[Document passage Boundary: Start]
The Amateur Photographer

Munch’s photographs are often out of focus, and the artist himself appears in some pictures as a shadow or a smear rather than a physical presence. As an amateur photographer, he seems to have exploited the expressive potential in photographic “mistakes” such as “faulty” focus, distorted perspectives and eccentric camera angles. By including the platforms on which he stabilised his small, hand-held camera, he created out-of-focus, undefined areas cutting across the foreground. What may have begun as accidents, eventually became a habitual element in his work.

In many of his self-portrait photographs, Munch moved during the camera’s exposure time, transforming his own body into a ghost-like figure. In the photographs from his studio, Munch and his work seem to exist out of space and time with one another. He often experimented with such effects: “Had we different, stronger eyes,” wrote Munch, “we would be able, like X-rays … to see our external astral casing – and we would have different shapes.” It is easy to read his layered, flickering images in light of such speculation. On the other hand, Munch also regarded his self-images with humour. Writing to his relative Ludvig Ravensberg in June 1904, he confessed: “When I saw my body photographed in profile, I decided, after consulting with my vanity, to dedicate more time to throwing stones, throwing the javelin, and swimming.”

 

Edvard Munch (Norwegian, 1863-1944) 'Self-Portrait on a Valise in the Studio, Berlin' 1902

 

Edvard Munch (Norwegian, 1863-1944)
Self-Portrait on a Valise in the Studio, Berlin
1902
Collodion contact print

 

 

Munch took up photography in 1902, the same year that this picture was taken. There are three preserved versions of the motif, with subtle variations. Munch sent two of the images to his aunt Karen in Norway with the description: “Here are two photographs taken with a little camera I procured. You can see that I have just shaved off my moustache.”
[Document passage Boundary: End]
Apply what you read:
1. In the passage on Munch as an amateur photographer, list the activities Munch said he would spend more time on after seeing his body photographed in profile.
2. Decide whether each statement agrees with the passage on Munch as an amateur photographer. For each, answer yes or no and quote the words that decide it.
(a) Munch began taking photographs in 1902.
(b) Only one version of the motif of the self-portrait on a valise survives.
(c) Munch wrote to Ludvig Ravensberg in June 1904.
[Extracted material Boundary: Start]
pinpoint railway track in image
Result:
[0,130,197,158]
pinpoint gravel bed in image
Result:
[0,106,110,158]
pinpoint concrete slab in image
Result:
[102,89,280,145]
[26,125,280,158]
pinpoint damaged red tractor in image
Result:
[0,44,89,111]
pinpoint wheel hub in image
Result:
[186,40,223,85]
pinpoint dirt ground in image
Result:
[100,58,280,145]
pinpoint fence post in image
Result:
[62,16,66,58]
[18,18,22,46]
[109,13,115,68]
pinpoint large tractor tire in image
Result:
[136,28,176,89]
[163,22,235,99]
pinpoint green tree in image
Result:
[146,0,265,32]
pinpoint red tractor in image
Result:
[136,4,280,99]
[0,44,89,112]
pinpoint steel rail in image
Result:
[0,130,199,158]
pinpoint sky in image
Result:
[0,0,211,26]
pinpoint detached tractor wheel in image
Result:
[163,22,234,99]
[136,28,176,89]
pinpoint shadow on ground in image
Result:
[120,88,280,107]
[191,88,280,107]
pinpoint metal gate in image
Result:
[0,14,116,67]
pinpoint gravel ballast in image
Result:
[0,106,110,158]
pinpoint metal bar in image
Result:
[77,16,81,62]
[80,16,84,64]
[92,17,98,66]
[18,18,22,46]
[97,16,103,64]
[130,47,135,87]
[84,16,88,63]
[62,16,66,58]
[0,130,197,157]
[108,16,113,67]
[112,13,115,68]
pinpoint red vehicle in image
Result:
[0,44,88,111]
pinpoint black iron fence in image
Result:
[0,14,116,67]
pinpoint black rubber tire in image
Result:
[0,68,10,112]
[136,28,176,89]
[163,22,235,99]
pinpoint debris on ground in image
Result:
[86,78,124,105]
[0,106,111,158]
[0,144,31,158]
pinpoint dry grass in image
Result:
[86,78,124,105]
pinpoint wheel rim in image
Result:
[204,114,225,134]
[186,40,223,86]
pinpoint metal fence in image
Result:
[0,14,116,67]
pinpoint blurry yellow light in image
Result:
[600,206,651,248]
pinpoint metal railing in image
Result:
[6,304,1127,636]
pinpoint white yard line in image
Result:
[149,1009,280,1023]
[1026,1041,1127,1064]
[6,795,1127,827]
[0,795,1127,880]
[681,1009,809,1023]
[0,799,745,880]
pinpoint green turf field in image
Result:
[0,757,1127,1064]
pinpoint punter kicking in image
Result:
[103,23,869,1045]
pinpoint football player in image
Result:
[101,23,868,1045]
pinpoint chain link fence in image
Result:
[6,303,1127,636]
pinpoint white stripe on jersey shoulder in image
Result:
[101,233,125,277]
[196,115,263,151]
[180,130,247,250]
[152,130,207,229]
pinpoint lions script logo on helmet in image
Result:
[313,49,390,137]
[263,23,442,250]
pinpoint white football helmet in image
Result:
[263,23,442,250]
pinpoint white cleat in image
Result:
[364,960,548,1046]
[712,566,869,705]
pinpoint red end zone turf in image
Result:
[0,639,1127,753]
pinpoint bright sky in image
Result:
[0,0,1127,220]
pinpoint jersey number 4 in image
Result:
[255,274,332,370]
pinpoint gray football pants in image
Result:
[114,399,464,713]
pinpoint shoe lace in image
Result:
[Extracted material Boundary: End]
Responses for each task:
1.
- throwing stones
- throwing the javelin
- swimming

2.
(a) Yes: "Munch took up photography in 1902"
(b) No: "There are three preserved versions of the motif, with subtle variations."
(c) Yes: "Writing to his relative Ludvig Ravensberg in June 1904"